**Article:**

* begin *

How to loop through IEnumerable in batches [duplicate]

I am developing a C# program which has an "IEnumerable users" that stores the ids of 4 million users. I need to loop through the IEnumerable and extract a batch 1000 ids each time to perform some operations in another method.

How do I extract 1000 ids at a time from start of the IEnumerable, do some thing else, then fetch the next batch of 1000 and so on?

Is this possible?


Solution 1:

You can use MoreLINQ's Batch operator (available from NuGet):

foreach(IEnumerable<User> batch in users.Batch(1000))
   // use batch

If simple usage of library is not an option, you can reuse implementation:

public static IEnumerable<IEnumerable<T>> Batch<T>(
        this IEnumerable<T> source, int size)
{
    T[] bucket = null;
    var count = 0;

    foreach (var item in source)
    {
       if (bucket == null)
           bucket = new T[size];

       bucket[count++] = item;

       if (count != size)                
          continue;

       yield return bucket.Select(x => x);

       bucket = null;
       count = 0;
    }

    // Return the last bucket with all remaining elements
    if (bucket != null && count > 0)
    {
        Array.Resize(ref bucket, count);
        yield return bucket.Select(x => x);
    }
}

BTW for performance you can simply return bucket without calling Select(x => x). Select is optimized for arrays, but selector delegate still would be invoked on each item. So, in your case it's better to use

yield return bucket;

Solution 2:

Sounds like you need to use Skip and Take methods of your object. Example:

users.Skip(1000).Take(1000)

this would skip the first 1000 and take the next 1000. You'd just need to increase the amount skipped with each call

You could use an integer variable with the parameter for Skip and you can adjust how much is skipped. You can then call it in a method.

public IEnumerable<user> GetBatch(int pageNumber)

* end *

**Problems and tasks:**
• A. Answer these questions from the thread:
(i) How many user ids does the IEnumerable in the question store?
(ii) Where is MoreLINQ's Batch operator available from?
(iii) According to Solution 2, what does users.Skip(1000).Take(1000) do?
• B. Copy the thread from "If simple usage" up to and including "(bucket == null)", substituting "items" for "source".
Rely on the thread alone for every answer.

Entries from a set of point annotations
* begin *

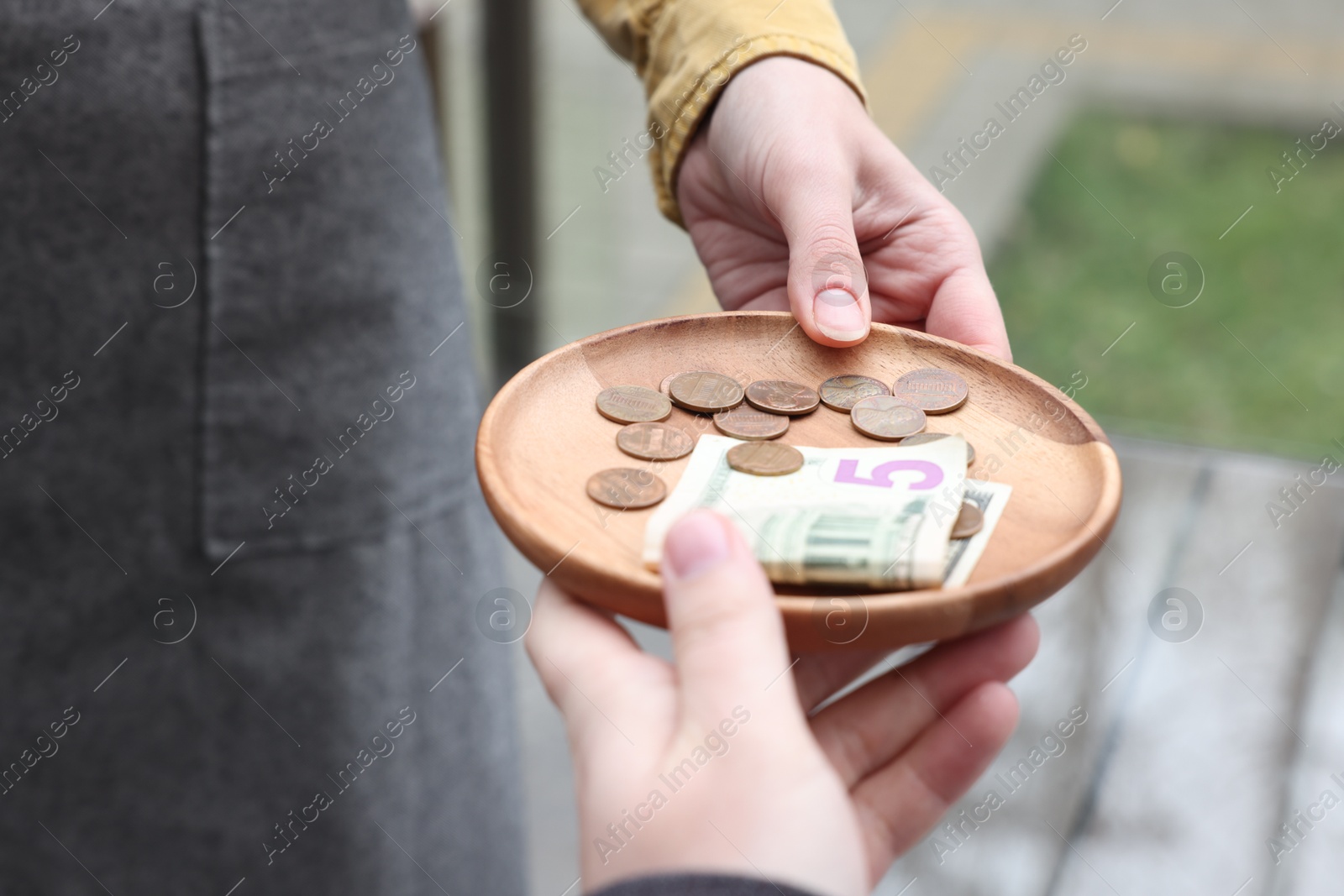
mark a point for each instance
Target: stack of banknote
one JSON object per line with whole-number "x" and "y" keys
{"x": 864, "y": 517}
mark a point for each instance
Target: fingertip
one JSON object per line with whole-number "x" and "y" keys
{"x": 996, "y": 708}
{"x": 696, "y": 543}
{"x": 840, "y": 316}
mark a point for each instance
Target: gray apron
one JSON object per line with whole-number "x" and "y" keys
{"x": 241, "y": 543}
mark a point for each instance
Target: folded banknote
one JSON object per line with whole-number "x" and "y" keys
{"x": 873, "y": 517}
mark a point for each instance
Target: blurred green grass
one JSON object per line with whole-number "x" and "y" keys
{"x": 1073, "y": 275}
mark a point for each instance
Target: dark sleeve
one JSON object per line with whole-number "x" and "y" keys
{"x": 699, "y": 886}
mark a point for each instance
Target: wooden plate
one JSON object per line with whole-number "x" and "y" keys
{"x": 542, "y": 438}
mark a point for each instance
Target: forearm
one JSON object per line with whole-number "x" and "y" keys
{"x": 687, "y": 50}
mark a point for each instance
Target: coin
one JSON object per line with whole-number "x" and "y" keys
{"x": 705, "y": 391}
{"x": 843, "y": 392}
{"x": 654, "y": 441}
{"x": 969, "y": 521}
{"x": 783, "y": 396}
{"x": 932, "y": 390}
{"x": 884, "y": 417}
{"x": 765, "y": 458}
{"x": 924, "y": 438}
{"x": 627, "y": 490}
{"x": 633, "y": 405}
{"x": 752, "y": 425}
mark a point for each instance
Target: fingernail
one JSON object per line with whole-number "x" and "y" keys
{"x": 839, "y": 315}
{"x": 696, "y": 543}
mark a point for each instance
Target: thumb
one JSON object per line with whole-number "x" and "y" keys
{"x": 828, "y": 288}
{"x": 727, "y": 636}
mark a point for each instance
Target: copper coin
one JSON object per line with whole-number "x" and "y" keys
{"x": 969, "y": 521}
{"x": 783, "y": 396}
{"x": 627, "y": 490}
{"x": 932, "y": 390}
{"x": 705, "y": 391}
{"x": 843, "y": 392}
{"x": 765, "y": 458}
{"x": 654, "y": 441}
{"x": 633, "y": 405}
{"x": 884, "y": 417}
{"x": 752, "y": 425}
{"x": 924, "y": 438}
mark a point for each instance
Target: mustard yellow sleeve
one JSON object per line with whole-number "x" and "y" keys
{"x": 687, "y": 50}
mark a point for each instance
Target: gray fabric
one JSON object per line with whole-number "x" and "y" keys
{"x": 121, "y": 500}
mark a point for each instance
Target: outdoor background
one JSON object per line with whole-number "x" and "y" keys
{"x": 1221, "y": 385}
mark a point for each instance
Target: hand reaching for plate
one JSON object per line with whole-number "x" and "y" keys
{"x": 797, "y": 202}
{"x": 716, "y": 765}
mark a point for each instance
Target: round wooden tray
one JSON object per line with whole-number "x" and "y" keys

* end *

**In response:**
• A.
(i) 4 million.
(ii) NuGet.
(iii) It skips the first 1000 and takes the next 1000.

• B.
If simple usage of library is not an option, you can reuse implementation:

public static IEnumerable<IEnumerable<T>> Batch<T>(
        this IEnumerable<T> items, int size)
{
    T[] bucket = null;
    var count = 0;

    foreach (var item in items)
    {
       if (bucket == null)